---------- Estratto del testo ----------

Il prossimo 5 ottobre la saga dei film dedicati alle imprese di James Bond compirà 60 anni. Il primo, storico episodio – Agente 007 Licenza di uccidere (Dr. No) – usciva, infatti in Gran Bretagna in quel giorno, nel 1962, in Italia arriverà nel gennaio 1963. Con James Bond e con quel primo film cambia di segno l’idea di agente segreto. Fino agli anni cinquanta la spia, l’«altro», era, infatti, percepito, ad esempio negli Usa, come un Rosso dall’aspetto inquietante, dall’alito pesante e dal sudore copioso. Era il soggetto ben descritto in Mano pericolosa (Pickup on South Street), il film del 1953 di Samuel Fuller, pronto a scardinare regole e valori del modello americano. A partire dai primi anni sessanta il volto della spia era decisamente mutato, non solo quello dei nostri ma anche quello dei loro.

---------- Materiale di lavoro ----------

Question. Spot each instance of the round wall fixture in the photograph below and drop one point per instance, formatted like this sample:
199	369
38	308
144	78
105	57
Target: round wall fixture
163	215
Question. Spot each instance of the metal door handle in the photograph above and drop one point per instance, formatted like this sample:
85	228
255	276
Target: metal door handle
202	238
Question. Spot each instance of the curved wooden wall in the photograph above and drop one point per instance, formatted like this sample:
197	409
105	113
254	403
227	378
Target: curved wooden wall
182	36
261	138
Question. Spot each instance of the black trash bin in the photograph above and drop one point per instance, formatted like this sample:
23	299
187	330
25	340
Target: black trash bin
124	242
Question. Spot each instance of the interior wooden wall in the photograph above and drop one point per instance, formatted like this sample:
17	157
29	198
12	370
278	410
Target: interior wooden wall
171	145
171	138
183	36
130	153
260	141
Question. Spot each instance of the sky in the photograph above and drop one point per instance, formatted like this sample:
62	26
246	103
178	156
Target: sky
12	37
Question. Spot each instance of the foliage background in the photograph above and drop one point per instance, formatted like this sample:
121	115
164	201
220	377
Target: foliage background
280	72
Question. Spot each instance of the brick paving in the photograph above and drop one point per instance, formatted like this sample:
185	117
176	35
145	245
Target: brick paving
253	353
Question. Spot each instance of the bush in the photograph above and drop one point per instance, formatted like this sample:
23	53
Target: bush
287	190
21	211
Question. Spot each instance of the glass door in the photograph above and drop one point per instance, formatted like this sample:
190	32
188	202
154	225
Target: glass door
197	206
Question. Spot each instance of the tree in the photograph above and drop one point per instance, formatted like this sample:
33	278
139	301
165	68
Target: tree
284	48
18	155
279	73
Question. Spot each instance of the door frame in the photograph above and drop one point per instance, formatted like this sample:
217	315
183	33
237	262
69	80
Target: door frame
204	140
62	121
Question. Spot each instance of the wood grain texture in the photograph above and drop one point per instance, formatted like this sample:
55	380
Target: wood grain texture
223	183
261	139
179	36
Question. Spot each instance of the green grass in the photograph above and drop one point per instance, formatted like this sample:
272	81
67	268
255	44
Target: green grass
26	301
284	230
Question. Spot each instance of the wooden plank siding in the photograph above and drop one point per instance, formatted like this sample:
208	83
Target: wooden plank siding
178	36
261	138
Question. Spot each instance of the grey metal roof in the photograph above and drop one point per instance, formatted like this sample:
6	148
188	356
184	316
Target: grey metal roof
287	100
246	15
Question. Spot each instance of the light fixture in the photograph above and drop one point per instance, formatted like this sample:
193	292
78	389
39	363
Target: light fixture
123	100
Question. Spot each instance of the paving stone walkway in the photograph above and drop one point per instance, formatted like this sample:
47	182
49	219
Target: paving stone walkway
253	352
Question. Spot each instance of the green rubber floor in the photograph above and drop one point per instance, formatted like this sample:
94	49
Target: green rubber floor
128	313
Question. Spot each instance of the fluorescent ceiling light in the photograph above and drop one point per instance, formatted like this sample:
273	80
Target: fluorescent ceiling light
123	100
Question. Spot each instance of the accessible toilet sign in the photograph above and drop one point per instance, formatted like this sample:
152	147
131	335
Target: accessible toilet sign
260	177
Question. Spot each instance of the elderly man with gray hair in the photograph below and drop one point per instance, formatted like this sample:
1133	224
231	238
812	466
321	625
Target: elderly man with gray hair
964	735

----------
---------- Materiale di lavoro ----------

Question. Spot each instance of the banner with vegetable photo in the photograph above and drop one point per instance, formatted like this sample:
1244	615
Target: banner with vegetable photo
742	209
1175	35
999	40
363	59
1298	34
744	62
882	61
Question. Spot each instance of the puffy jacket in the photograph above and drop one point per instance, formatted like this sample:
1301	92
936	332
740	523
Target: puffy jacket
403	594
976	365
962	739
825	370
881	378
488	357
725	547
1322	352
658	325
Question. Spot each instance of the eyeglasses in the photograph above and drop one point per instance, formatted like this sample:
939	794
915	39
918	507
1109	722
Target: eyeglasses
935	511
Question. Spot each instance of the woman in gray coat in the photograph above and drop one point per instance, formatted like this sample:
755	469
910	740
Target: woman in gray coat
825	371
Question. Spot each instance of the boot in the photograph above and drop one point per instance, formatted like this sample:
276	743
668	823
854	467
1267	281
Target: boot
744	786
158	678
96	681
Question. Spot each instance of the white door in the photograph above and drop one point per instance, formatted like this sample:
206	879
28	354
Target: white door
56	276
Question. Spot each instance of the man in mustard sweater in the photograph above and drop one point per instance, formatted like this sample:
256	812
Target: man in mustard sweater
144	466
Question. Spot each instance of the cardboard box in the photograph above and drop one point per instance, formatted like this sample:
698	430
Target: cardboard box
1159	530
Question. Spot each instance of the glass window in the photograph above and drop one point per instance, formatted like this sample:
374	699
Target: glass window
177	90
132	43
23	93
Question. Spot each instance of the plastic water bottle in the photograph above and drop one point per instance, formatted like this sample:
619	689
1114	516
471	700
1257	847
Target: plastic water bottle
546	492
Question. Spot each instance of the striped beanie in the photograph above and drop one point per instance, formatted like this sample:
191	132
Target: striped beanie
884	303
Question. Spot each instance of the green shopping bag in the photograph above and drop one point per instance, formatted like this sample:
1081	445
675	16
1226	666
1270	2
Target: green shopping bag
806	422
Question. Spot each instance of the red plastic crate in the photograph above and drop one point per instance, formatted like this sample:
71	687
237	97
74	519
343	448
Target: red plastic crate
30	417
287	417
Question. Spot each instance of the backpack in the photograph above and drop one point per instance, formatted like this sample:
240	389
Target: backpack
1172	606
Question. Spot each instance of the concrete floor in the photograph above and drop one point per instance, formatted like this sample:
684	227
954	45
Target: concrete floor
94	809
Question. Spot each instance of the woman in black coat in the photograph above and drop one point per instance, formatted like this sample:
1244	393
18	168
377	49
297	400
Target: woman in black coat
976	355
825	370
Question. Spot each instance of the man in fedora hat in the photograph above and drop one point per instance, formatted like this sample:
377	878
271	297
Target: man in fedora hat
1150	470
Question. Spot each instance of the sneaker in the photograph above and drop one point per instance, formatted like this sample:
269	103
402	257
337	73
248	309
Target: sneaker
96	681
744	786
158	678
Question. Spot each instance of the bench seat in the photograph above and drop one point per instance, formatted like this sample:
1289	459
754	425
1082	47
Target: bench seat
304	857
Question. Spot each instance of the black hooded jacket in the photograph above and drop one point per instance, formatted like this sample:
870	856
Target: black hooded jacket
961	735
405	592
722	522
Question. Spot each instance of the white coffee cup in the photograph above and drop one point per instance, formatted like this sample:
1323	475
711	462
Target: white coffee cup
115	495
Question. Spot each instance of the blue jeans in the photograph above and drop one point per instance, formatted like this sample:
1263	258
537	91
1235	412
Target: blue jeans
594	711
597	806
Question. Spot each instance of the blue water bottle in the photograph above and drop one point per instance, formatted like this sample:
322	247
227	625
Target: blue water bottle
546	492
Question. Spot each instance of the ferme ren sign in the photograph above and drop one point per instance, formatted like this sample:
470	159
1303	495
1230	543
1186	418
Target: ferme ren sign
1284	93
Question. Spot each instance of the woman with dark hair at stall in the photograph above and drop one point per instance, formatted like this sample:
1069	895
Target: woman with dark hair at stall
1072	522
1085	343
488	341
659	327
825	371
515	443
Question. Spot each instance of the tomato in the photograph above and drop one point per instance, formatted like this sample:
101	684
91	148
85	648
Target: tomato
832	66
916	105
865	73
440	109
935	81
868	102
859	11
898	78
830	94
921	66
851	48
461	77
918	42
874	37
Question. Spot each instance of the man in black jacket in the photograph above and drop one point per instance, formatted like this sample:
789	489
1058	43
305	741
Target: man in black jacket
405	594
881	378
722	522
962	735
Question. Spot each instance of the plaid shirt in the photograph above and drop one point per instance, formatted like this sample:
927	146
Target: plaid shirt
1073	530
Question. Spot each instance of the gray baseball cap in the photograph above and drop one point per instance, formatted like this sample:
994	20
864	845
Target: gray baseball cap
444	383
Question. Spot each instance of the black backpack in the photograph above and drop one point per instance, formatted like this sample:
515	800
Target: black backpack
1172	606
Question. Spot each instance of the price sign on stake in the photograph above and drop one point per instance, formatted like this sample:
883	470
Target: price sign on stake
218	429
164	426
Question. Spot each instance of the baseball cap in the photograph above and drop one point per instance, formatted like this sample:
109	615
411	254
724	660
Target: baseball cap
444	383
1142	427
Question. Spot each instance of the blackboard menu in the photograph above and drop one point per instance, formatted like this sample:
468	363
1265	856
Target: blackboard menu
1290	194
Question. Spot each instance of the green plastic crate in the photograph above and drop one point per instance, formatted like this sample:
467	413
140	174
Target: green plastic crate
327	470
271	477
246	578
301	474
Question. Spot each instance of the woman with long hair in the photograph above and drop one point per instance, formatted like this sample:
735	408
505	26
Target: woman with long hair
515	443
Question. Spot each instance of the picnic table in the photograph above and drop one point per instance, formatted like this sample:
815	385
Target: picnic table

----------
---------- Materiale di lavoro ----------

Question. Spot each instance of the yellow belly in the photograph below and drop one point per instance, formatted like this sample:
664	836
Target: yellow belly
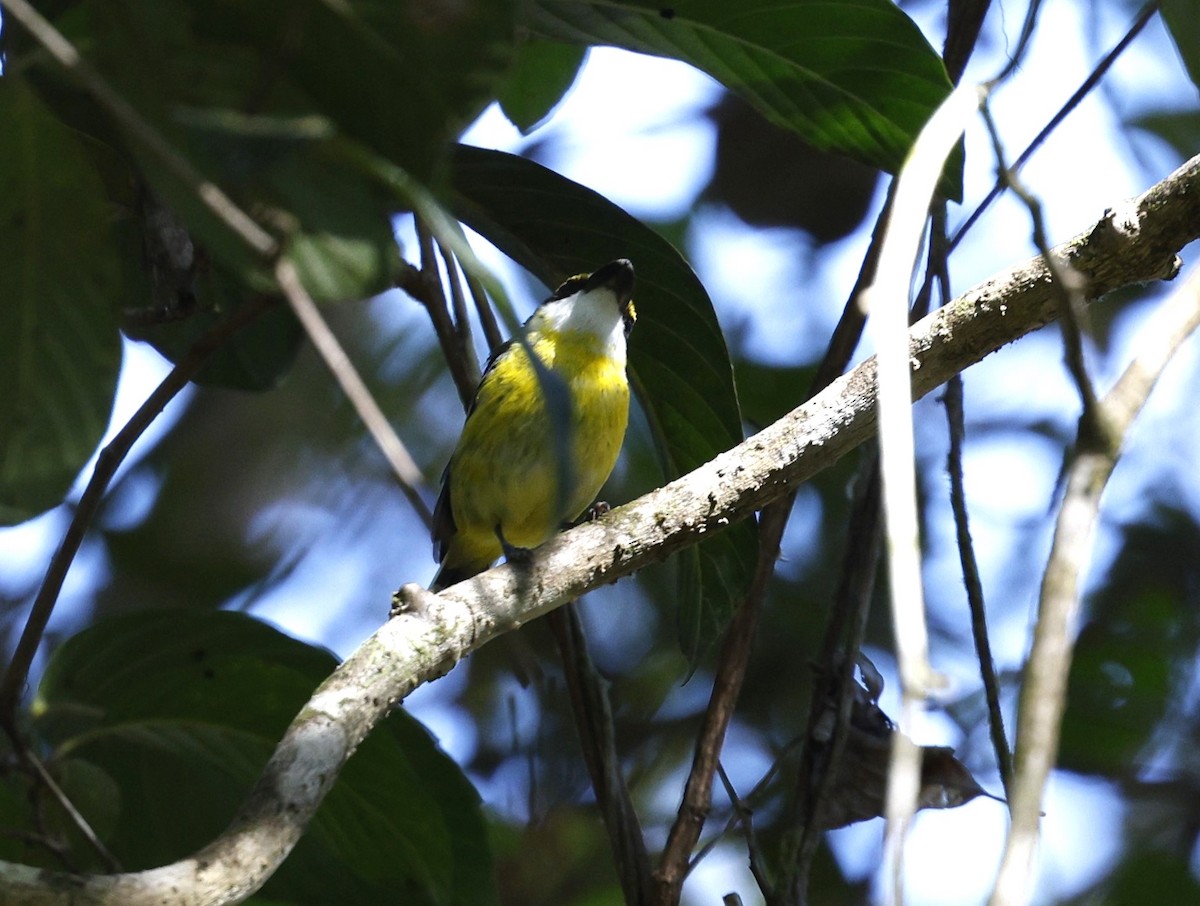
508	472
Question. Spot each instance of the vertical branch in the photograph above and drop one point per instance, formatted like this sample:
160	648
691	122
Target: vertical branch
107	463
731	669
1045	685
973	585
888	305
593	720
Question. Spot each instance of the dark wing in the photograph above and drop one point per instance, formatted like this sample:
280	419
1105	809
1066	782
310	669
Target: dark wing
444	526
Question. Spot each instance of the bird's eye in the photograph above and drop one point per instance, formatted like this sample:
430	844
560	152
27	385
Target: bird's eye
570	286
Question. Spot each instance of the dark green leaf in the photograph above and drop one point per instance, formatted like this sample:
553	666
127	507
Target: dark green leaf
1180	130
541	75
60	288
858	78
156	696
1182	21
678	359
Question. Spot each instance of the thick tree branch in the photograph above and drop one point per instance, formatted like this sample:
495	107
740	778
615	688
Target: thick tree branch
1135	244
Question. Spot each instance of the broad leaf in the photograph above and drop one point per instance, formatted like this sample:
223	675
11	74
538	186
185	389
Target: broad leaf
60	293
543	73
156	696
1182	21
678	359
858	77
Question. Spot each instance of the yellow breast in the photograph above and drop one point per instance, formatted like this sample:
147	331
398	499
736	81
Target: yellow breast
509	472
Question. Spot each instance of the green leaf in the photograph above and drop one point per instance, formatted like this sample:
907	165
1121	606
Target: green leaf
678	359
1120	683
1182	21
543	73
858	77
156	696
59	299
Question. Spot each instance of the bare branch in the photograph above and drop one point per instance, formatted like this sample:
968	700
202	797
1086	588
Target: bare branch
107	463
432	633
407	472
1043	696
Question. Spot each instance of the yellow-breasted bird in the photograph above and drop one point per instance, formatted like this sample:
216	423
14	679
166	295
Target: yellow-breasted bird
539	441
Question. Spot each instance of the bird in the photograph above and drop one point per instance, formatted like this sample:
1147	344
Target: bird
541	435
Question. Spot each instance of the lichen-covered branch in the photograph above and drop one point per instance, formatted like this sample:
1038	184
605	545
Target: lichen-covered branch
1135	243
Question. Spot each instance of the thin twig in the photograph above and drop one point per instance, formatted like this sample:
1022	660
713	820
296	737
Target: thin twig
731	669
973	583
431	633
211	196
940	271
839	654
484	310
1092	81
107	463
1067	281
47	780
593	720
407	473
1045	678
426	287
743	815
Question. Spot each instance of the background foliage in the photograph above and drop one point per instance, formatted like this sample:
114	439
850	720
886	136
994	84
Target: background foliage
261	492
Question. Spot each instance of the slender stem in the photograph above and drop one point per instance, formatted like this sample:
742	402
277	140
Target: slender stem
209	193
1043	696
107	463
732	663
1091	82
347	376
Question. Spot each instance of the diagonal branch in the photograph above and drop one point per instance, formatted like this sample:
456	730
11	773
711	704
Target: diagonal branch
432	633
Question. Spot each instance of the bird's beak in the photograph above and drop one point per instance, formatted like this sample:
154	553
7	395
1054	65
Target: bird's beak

----------

Compiti richiesti:
(1) Quali righe dell'elenco contengono la parola "interior"? Riportale tutte.
(2) Prosegui il testo sui film di James Bond dal punto in cui si interrompe.

Risposte ai compiti:
(1)
Question. Spot each instance of the interior wooden wall in the photograph above and drop one point per instance, formatted like this sample:
Target: interior wooden wall

(2)
L’agente segreto beneficiava di modi e mode della cultura popolare del tempo di cui egli stesso, spesso, contribuiva a dettare le regole. Non solo: la spia (occidentale) sembrava esercitare il proprio mestiere più per amore dell’eros e dell’avventura anziché per un vetusto senso del dovere nei confronti del proprio Paese. I nuovi agenti segreti – immortalati in film e telefilm – conoscevano l’arte dell’ironia, del bel vivere, agivano spesso in situazioni di pericolo così esagerato che finivano per sminuire le effettive tensioni geopolitiche della Guerra fredda. Non sorprende che improvvisamente la Spy Music si fosse trasformata nella Cocktail Music del futuro, frequentata da scapoli in cerca di esperienze vicarie «agitate» vissute immedesimandosi negli eroi dello schermo o dei romanzi del tempo.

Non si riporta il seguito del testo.